_PROBLEM DESCRIPTION_: Return the lines beginning at the one that contains "Where can you see the wooden wall" and continuing to the end of the entries, including both ends, exactly as written and nothing else.

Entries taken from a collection
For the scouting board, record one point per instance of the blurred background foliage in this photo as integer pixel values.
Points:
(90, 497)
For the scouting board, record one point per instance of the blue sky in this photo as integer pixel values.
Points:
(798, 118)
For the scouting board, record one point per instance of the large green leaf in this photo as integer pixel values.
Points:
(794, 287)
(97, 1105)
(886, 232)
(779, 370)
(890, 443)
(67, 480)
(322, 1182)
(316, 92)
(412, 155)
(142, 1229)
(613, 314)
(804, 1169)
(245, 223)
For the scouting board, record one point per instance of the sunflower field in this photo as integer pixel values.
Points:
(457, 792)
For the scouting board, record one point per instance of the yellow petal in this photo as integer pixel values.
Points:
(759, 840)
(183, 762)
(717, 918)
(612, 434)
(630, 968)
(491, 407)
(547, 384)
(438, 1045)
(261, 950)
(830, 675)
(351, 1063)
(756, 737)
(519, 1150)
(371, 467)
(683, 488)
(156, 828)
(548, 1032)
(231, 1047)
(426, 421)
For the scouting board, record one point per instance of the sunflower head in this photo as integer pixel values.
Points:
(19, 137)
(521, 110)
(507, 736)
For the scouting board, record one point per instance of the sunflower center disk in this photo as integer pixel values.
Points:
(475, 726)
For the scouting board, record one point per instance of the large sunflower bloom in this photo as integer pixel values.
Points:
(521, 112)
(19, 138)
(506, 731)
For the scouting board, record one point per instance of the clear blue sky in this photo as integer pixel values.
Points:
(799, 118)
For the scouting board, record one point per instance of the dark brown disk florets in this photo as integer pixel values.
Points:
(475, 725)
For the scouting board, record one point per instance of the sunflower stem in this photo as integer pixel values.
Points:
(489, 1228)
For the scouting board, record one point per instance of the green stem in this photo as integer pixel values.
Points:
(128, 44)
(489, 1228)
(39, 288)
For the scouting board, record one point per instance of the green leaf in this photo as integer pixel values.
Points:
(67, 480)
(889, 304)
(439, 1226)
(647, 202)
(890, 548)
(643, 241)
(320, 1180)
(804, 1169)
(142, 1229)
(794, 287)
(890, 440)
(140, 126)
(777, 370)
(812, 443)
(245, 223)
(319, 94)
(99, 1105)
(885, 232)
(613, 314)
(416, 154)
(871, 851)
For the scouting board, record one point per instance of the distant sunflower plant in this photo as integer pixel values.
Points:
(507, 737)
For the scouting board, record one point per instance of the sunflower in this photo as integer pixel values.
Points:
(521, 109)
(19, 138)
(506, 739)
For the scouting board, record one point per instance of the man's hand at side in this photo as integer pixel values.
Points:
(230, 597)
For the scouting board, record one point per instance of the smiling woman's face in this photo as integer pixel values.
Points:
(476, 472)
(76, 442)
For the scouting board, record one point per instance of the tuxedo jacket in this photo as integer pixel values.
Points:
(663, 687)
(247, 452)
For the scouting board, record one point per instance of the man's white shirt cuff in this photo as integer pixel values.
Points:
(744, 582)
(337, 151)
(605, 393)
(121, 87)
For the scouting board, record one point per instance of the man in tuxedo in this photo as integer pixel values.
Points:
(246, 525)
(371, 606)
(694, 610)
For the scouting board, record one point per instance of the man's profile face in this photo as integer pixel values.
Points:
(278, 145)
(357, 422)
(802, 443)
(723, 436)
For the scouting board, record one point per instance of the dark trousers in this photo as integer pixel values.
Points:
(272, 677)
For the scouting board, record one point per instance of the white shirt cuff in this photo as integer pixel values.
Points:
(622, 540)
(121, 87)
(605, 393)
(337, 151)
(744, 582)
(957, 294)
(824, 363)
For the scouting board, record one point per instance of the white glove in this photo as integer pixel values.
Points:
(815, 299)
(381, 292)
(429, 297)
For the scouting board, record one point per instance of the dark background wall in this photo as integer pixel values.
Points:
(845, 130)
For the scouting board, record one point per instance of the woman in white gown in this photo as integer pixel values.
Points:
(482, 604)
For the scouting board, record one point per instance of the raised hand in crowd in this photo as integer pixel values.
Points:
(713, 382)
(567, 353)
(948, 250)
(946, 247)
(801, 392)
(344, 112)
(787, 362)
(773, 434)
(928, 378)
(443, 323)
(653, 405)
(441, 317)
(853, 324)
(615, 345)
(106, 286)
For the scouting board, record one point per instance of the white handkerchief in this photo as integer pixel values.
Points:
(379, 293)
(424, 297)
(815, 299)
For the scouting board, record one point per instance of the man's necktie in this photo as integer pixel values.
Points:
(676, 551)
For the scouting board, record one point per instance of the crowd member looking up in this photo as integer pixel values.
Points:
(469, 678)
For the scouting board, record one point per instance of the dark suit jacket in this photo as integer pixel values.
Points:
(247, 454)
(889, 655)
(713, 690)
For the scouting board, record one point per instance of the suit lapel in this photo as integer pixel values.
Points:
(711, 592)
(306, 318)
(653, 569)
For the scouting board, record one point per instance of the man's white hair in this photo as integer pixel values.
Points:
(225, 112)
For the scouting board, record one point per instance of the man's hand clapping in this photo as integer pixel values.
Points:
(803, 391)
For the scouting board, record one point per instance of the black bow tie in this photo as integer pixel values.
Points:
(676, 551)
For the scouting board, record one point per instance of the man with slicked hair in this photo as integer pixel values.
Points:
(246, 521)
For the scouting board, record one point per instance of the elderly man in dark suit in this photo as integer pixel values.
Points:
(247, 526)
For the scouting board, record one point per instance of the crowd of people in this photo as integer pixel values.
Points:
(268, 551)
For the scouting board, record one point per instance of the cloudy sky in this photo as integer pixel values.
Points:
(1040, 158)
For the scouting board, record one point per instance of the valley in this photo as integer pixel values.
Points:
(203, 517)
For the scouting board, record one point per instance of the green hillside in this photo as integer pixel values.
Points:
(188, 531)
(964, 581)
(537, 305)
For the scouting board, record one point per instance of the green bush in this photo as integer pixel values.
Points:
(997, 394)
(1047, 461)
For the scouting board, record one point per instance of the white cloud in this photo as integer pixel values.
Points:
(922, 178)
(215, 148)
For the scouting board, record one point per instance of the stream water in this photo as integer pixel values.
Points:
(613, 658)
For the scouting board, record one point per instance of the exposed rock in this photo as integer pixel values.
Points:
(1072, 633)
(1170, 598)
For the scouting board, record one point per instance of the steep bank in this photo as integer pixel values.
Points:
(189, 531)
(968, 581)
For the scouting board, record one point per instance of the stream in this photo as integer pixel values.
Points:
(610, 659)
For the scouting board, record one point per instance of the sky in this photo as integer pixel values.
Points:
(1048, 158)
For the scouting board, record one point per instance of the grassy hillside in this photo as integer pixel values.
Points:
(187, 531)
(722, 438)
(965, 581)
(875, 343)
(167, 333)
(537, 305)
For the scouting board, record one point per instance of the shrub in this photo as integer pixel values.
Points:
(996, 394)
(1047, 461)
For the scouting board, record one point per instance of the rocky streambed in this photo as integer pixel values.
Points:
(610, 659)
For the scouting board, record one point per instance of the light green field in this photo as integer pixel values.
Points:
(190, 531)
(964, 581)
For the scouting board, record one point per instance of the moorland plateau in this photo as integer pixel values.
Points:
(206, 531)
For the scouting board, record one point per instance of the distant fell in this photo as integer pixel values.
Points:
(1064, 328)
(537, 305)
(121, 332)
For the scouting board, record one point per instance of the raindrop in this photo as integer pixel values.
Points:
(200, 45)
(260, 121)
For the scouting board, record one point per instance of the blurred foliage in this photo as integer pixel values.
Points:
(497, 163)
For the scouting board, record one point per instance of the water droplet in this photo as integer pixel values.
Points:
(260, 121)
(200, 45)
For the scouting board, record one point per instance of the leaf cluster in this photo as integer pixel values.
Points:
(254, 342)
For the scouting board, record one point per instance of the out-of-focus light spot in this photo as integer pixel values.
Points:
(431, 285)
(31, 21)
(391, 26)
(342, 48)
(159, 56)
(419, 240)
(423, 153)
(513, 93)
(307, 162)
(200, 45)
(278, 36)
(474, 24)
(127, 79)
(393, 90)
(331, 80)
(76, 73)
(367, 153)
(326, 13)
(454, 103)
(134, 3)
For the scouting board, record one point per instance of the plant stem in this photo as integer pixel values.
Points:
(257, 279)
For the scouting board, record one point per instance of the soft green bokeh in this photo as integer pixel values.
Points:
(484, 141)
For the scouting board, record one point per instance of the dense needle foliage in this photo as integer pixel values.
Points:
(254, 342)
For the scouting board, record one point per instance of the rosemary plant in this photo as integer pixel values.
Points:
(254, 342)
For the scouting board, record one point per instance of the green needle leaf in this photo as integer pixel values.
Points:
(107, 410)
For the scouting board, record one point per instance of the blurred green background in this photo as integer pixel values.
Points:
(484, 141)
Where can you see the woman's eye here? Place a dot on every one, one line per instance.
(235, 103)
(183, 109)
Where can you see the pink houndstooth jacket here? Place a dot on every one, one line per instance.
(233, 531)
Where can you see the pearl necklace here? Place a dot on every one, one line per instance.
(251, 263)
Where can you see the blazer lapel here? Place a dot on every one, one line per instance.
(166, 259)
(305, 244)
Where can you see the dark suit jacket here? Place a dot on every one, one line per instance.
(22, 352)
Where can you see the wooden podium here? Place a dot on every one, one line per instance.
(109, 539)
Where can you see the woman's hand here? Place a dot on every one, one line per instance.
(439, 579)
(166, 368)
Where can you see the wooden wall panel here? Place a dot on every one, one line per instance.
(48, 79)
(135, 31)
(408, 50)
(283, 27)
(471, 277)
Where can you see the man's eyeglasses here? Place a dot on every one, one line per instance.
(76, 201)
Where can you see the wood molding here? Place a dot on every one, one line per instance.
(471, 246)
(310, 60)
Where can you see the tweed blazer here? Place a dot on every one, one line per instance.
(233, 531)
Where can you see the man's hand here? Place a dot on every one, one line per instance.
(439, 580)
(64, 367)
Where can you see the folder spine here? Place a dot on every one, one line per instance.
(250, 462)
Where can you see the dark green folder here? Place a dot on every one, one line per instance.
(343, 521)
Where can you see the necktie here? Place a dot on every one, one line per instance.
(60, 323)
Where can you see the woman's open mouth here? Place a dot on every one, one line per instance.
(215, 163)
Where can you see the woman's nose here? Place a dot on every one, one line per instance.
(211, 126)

_SOLUTION TO THE EXERCISE_:
Where can you see the wooden wall panel here? Place a dot on every one, one line per instance.
(48, 79)
(135, 31)
(408, 50)
(283, 27)
(471, 277)
Where can you see the man's eyeglasses here? Place a dot on every one, one line per instance.
(76, 201)
Where can you see the wood molding here? Place a dot on every one, one line per instance.
(471, 246)
(310, 60)
Where can you see the tweed blazer here? Place a dot on every one, one line per instance.
(233, 531)
Where can you see the man's hand here? Place a dot on every one, one line per instance.
(439, 580)
(64, 367)
Where can you see the folder spine here? Place a dot on every one, one line per instance.
(250, 462)
Where can you see the dark green folder here? Place a dot on every one, one line per instance.
(343, 521)
Where can you see the necktie here? Place a dot on every one, one line per instance.
(60, 323)
Where can you see the woman's open mouth here? Place a dot on every one, one line per instance.
(215, 163)
Where can you see the woman's nose here? Place a dot on every one, one line per instance.
(211, 126)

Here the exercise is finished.